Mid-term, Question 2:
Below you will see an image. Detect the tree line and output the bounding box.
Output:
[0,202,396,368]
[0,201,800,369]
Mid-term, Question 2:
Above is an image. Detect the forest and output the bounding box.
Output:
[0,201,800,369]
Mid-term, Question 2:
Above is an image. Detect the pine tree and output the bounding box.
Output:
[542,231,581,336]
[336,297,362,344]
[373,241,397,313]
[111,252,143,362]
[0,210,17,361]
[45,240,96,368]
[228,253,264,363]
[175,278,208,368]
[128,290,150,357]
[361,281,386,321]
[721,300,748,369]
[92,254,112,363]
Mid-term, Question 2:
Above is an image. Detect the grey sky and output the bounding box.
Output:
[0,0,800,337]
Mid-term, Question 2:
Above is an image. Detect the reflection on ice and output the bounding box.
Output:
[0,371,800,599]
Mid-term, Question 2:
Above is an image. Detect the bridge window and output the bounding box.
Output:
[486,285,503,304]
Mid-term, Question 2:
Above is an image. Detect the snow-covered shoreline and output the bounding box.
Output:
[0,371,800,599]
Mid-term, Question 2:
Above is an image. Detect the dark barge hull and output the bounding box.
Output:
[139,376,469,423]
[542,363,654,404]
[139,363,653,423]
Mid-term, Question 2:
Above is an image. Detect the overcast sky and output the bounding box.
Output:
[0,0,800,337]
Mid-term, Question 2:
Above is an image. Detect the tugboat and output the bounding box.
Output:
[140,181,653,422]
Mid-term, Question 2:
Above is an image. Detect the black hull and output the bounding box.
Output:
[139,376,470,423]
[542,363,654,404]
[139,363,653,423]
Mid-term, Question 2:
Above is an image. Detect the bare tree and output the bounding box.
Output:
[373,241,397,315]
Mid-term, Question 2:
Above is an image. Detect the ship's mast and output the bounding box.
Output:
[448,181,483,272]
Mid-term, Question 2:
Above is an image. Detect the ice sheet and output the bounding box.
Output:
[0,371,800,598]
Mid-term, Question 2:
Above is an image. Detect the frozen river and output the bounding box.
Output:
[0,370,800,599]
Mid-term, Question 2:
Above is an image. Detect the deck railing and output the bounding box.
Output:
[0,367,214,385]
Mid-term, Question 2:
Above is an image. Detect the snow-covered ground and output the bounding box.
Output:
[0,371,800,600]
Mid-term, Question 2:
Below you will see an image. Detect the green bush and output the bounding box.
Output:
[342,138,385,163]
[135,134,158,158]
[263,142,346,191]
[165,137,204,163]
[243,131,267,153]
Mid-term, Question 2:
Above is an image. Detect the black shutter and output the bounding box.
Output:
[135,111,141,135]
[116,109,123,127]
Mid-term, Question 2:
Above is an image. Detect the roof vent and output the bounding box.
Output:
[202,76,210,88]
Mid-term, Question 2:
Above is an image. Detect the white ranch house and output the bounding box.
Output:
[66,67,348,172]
· · · · ·
> **Problem**
Copy out the whole listing above line for line, without changing a single character.

> **Reply**
Mid-term, Question 2:
Below you will see an image. Detect the tree line and output the bounding box.
Output:
[0,202,396,368]
[0,201,800,369]
Mid-term, Question 2:
Above is an image. Detect the forest and output the bounding box.
Output:
[0,201,800,369]
Mid-term, Question 2:
Above is an image. Detect the pine tree and output the bounding box.
Output:
[542,231,581,336]
[336,297,362,344]
[373,241,397,313]
[111,252,143,362]
[0,210,17,361]
[45,240,96,368]
[228,253,264,363]
[175,278,208,368]
[128,290,150,357]
[361,281,386,321]
[721,300,748,369]
[92,254,112,363]
Mid-term, Question 2:
Above is an image. Detect the grey sky and output the bounding box.
Output:
[0,0,800,337]
Mid-term, Question 2:
Above is an image. Detect the reflection on ice and output the bounding box.
Output:
[0,371,800,599]
Mid-term, Question 2:
Above is an image. Detect the bridge window and output the bounding box.
Output:
[486,285,503,304]
Mid-term, Question 2:
Above is an image. Detect the snow-covered shoreline and output the bounding box.
Output:
[0,371,800,599]
Mid-term, Question 2:
Above is an image. Detect the dark barge hull and output the bounding box.
Output:
[139,376,469,423]
[542,363,654,404]
[139,363,653,423]
Mid-term, Question 2:
Above is an image. Detect the overcast sky and output the bounding box.
Output:
[0,0,800,337]
Mid-term, Question 2:
Above is an image. Detect the tugboat and output the bounding box.
Output:
[140,181,653,422]
Mid-term, Question 2:
Above is an image. Detect the black hull and output the bounding box.
Output:
[139,376,470,423]
[542,363,654,404]
[139,363,653,423]
Mid-term, Question 2:
Above is an image. Detect the bare tree and output the bounding box.
Output:
[373,241,397,315]
Mid-term, Question 2:
Above is an image. Detect the ship's mast and output the bounding box.
Output:
[448,181,483,272]
Mid-term, Question 2:
Above is an image. Detect the ice sheet and output the bounding box.
Output:
[0,371,800,598]
Mid-term, Question 2:
Above is an image. Detect the frozen river and output the bounding box.
Output:
[0,370,800,599]
Mid-term, Question 2:
Above is an image. Detect the deck railing and output the bounding box.
Output:
[0,367,214,385]
Mid-term, Question 2:
Above is an image. Detect the snow-covered ground and output the bounding box.
Output:
[0,371,800,600]
Mid-term, Question 2:
Below you will see an image. Detect the green bush and output the bounding box.
Output:
[342,138,385,163]
[135,134,158,158]
[263,142,346,191]
[165,137,204,163]
[243,131,267,153]
Mid-term, Question 2:
Above is an image. Detect the black shutter and output the bounding box.
Output:
[135,111,141,135]
[116,109,123,127]
Mid-term, Question 2:
Above is an image. Detect the roof vent and output the bounding box.
Output:
[202,76,210,88]
Mid-term, Question 2:
Above is an image. Detect the white ranch house and output the bounding box.
Output:
[66,67,348,172]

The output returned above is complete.